=== Aufgabe 1 ===
Gib in der Auflistung den Bereich vom Anfang bis einschließlich der Zeile mit „245;116;470;182“ erneut wieder und ersetze darin „metal guardrail“ durch „steel railing“, ohne sonst etwas zu verändern. Lass die Bilder in deiner Antwort weg.
=== Aufgabe 2 ===
Setze den Artikel über die Entlassung des SBU-Chefs und der Generalstaatsanwältin durch Selensky nach seinem letzten Satz fort.

=== Artikel ===
== == ==

Führungs-Krise in Teilen des ukrainischen Staatsapparats: Präsident Selensky hat den Chef des Inlandsgeheimdienstes und die Generalstaatsanwältin entlassen. Hintergrund sind nicht deren eigene Verwicklungen in Korruptionsfälle, sondern dass sie massive Kollaboration mit dem russischen Staat zugelassen hätten.

Der ukrainische Präsident Volodmyr Selensky hat zwei führende Köpfe innerhalb des ukrainischen Staats entlassen: den Chef des ukrainischen Inlandsgeheimdienstes SBU, Ivan Bakanov, sowie die Generalstaatsanwältin Iryna Venediktova.

Bakanov ist ein langjähriger Weggefährte Selenskys, die sich schon aus ihrer Kindheit kennen. Zudem war er Produzent von Selenskys Fernseh-Show „Diener des Volkes“. Venediktova war seit 2020 Generalstaatsanwältin und in dieser Funktion verantwortlich für Verfahren wegen „Terrorismus“ und Korruption.

Selensky hatte Bakanov im Jahr 2020 als „ehrlichsten Mann“ bezeichnet, der jemals an der Spitze des Geheimdienstes gestanden habe. Dabei wurde Bakanov schon im Rahmen der „Pandora Papers“ genannt. Bei den Pandora Papers handelt es sich um eines der bisher größten Datenleaks über Steueroasen und damit verbundener Korruption, das seit 2021 bekannt ist. Die ukrainische Journalistenorganisation slidstvo.info hatte damals auch der Generalstaatsanwältin Venediktova vorgeworfen, nicht genug gegen Korruption unternommen zu haben.

== == ==

=== Auflistung zur Aufgabe ===
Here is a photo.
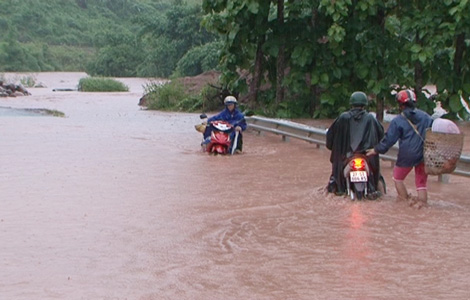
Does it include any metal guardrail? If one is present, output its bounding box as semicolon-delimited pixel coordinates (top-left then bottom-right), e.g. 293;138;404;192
245;116;470;182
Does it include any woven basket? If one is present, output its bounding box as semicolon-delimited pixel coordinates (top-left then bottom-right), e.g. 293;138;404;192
424;129;463;175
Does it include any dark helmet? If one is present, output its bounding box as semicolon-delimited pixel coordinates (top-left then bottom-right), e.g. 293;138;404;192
395;90;416;104
349;92;369;106
224;96;237;105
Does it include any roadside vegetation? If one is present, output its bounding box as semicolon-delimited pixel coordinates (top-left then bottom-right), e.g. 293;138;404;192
78;77;129;92
0;0;470;120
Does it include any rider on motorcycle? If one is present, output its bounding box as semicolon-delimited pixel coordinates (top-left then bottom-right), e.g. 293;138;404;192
326;92;384;196
203;96;247;152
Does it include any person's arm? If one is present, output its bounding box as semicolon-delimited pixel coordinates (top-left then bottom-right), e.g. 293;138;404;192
207;111;224;123
326;119;338;150
374;122;400;154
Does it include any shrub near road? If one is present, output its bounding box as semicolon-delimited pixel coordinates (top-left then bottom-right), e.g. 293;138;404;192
78;77;129;92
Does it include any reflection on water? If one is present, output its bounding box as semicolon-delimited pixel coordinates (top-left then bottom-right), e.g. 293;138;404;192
0;106;49;117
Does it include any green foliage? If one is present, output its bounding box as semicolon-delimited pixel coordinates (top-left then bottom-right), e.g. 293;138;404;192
175;42;222;76
144;80;221;112
78;77;129;92
203;0;470;117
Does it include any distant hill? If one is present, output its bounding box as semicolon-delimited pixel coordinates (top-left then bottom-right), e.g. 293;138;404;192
0;0;211;76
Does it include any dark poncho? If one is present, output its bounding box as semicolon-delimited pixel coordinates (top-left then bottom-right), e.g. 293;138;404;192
326;108;384;194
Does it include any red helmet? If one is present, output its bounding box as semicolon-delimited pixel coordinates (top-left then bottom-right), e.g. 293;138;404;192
396;90;416;104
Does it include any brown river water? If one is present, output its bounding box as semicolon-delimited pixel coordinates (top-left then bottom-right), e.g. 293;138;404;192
0;73;470;300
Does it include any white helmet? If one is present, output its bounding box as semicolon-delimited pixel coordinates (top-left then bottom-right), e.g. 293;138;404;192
224;96;237;105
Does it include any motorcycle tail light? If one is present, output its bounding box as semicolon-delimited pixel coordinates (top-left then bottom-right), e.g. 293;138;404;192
351;158;366;171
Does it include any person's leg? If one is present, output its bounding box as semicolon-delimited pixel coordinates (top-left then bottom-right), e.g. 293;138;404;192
393;166;412;201
415;163;428;208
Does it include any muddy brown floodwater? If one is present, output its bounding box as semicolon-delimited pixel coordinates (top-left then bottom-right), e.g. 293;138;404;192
0;73;470;300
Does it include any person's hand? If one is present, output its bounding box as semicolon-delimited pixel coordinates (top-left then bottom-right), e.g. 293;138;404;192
366;148;377;156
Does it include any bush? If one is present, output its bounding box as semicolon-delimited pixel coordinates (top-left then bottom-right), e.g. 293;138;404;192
78;77;129;92
144;81;187;110
144;79;222;112
175;42;222;76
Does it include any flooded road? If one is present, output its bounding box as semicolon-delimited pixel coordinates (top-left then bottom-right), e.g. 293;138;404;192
0;73;470;300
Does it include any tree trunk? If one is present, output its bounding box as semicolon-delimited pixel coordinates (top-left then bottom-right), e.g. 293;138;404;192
276;0;285;104
375;97;385;122
454;33;465;77
248;36;265;104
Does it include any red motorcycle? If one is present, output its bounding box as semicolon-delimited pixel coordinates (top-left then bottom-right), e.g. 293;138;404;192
206;121;238;154
343;153;371;200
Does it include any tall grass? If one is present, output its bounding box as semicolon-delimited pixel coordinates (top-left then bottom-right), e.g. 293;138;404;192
78;77;129;92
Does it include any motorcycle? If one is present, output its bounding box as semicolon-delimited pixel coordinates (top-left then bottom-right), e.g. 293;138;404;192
343;153;371;200
206;121;233;154
195;115;239;154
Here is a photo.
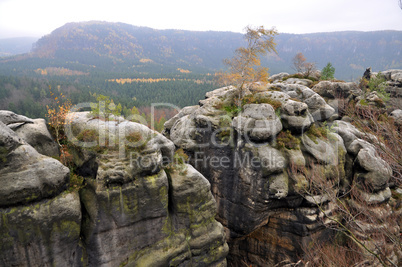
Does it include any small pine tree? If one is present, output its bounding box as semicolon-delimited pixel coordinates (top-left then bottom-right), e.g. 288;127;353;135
321;62;335;80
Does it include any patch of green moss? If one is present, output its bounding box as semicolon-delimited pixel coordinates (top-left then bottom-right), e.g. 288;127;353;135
242;95;282;111
306;124;328;144
0;146;8;163
276;130;300;149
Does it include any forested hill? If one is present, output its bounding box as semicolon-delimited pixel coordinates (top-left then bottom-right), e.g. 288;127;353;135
0;21;402;121
0;21;402;80
0;37;39;57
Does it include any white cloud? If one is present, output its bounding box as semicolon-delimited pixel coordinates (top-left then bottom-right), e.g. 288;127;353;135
0;0;402;38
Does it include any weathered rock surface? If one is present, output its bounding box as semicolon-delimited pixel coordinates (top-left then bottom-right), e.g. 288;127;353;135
232;104;282;142
0;115;82;266
67;113;228;266
0;112;228;266
312;81;361;98
9;119;59;157
165;74;400;266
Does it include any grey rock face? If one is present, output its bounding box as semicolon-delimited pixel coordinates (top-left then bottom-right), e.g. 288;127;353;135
0;110;33;125
0;123;69;207
0;192;83;266
67;113;228;266
232;104;282;141
0;113;228;266
13;119;59;157
163;76;398;266
312;81;361;98
0;112;82;266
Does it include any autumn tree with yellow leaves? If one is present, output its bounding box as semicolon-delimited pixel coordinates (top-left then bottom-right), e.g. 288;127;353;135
46;86;72;165
216;26;278;99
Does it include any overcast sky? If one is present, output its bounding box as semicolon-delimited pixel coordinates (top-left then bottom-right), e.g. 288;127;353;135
0;0;402;39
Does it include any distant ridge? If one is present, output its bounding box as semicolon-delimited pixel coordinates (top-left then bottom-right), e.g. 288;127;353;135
0;21;402;80
0;37;39;57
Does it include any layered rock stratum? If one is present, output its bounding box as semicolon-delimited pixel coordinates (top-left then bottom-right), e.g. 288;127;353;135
0;70;402;266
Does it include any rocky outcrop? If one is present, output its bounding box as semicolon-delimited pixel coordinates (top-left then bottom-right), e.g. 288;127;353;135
0;112;82;266
67;113;227;266
165;74;397;266
0;112;228;266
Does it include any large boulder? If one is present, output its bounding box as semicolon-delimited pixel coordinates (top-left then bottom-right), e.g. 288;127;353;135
0;122;69;207
11;119;59;157
0;112;83;266
232;104;282;142
69;112;228;266
312;81;361;98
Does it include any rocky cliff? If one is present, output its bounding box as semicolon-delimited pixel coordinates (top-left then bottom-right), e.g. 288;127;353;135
0;70;402;266
164;71;402;266
0;111;228;266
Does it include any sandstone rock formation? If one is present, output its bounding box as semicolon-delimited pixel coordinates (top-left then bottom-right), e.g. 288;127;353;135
164;74;398;266
0;112;228;266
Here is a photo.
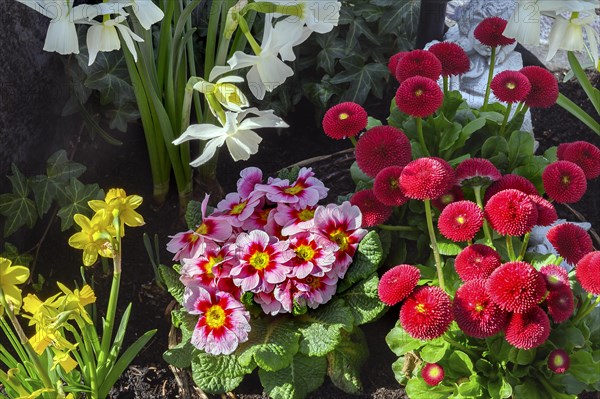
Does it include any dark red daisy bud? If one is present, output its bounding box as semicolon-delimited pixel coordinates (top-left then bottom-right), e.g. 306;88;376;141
486;262;546;313
529;195;558;226
421;363;444;387
490;71;531;103
557;141;600;180
429;42;471;76
484;189;538;236
373;166;408;206
473;17;516;47
456;158;502;187
546;223;594;265
396;76;444;118
431;186;465;211
438;201;483;242
505;306;550;349
548;349;571;374
519;66;558;108
575;251;600;295
396;50;442;84
453;279;509;338
377;265;421;306
546;285;574;323
454;244;502;281
355;126;412;177
350;189;393;227
400;286;452;340
400;157;456;200
542;161;587;204
484;174;540;202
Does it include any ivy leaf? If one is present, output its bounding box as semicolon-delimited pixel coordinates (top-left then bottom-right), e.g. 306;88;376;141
327;328;369;394
341;273;386;326
258;354;327;399
298;299;354;356
58;178;103;231
238;317;300;371
192;353;255;394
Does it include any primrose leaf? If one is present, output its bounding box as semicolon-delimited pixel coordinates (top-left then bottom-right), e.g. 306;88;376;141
258;353;327;399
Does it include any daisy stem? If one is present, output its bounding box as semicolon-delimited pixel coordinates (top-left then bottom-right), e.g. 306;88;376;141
481;47;496;112
498;103;512;136
506;236;516;262
415;118;429;157
473;186;492;245
425;199;446;291
517;232;531;260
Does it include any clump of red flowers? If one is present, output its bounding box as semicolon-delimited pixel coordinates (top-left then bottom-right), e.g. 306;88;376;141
323;102;368;140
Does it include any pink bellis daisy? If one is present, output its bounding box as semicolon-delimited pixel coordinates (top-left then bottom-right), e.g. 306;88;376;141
231;230;294;292
355;126;412;177
183;286;250;356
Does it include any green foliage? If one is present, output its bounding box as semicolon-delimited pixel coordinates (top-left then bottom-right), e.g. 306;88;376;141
0;150;104;237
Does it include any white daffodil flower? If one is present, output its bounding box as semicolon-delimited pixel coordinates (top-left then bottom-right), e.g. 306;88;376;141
173;108;289;167
194;76;250;116
503;0;600;45
546;15;600;66
227;14;294;100
17;0;125;55
87;15;144;65
271;0;342;33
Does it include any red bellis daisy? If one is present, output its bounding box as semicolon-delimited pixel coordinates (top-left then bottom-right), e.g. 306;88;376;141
377;265;421;306
400;286;452;340
396;76;444;118
355;126;412;177
548;349;571;374
453;279;509;338
454;244;502;281
519;66;558;108
484;189;538;236
546;223;594;265
438;201;483;242
486;262;546;313
373;166;408;206
575;251;600;295
350;189;392;227
505;306;550;349
429;42;471;76
400;157;456;200
490;71;531;103
323;102;368;140
396;50;442;84
542;161;587;204
473;17;516;47
421;363;445;387
557;141;600;180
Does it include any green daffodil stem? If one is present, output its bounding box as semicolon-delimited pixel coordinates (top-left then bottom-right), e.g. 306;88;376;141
498;103;516;136
425;199;446;291
506;236;516;262
473;186;492;245
481;47;496;111
415;118;429;157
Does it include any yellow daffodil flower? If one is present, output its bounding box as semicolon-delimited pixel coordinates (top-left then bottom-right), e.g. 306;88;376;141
0;257;29;314
69;212;114;266
88;188;145;237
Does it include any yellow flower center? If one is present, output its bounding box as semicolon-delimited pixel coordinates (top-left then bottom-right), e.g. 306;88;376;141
329;229;350;251
248;251;271;270
206;305;226;328
298;209;315;222
296;245;315;261
229;201;248;215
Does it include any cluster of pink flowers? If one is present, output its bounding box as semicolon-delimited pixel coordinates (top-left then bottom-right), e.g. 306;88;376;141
167;167;366;355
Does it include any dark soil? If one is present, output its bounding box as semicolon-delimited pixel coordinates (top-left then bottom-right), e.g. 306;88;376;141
3;68;600;399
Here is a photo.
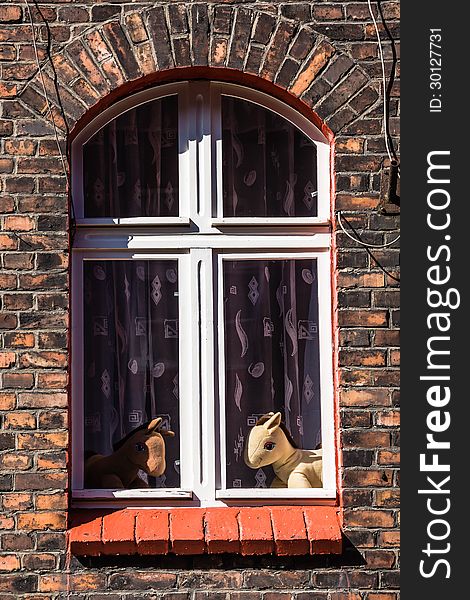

== == ==

=== Antwort 1 ===
Here is a photo.
Does it include any steel railing? If one is present, output its bounding box as semicolon-delimited pixel coordinates (top-left then bottom-right), e.g. 293;138;404;192
245;116;470;182

=== Antwort 2 ===
Doch die derzeitige Entlassung ist nicht auf diese Vorfälle zurückzuführen. Laut Selensky seien derzeit 651 Strafverfahren wegen „Hochverrats und Kollaborationstätigkeiten“ von Mitarbeiter:innen der Staatsanwaltschaft, Ermittlungsbehörden und anderer Strafverfolgungsbehörden registriert. Vor allem seien mehr als 60 Mitarbeiter dieser Staatsorgane und auch des Geheimdienstes in den von Russland besetzten Gebieten geblieben. Dort würden sie nun mit dem russischen Militär zusammenarbeiten.

Eine solche „Reihe von Verbrechen gegen die Grundlagen der nationalen Sicherheit des Staats“ sowie die „aufgezeichneten Verbindungen zwischen den Mitarbeitern der Strafverfolgungsbehörden der Ukraine und den Sonderdiensten Russlands“ würden die „zuständigen Führer vor sehr ernste Fragen“ stellen. Kurz darauf entließ Selensky Bakanov und Venediktova.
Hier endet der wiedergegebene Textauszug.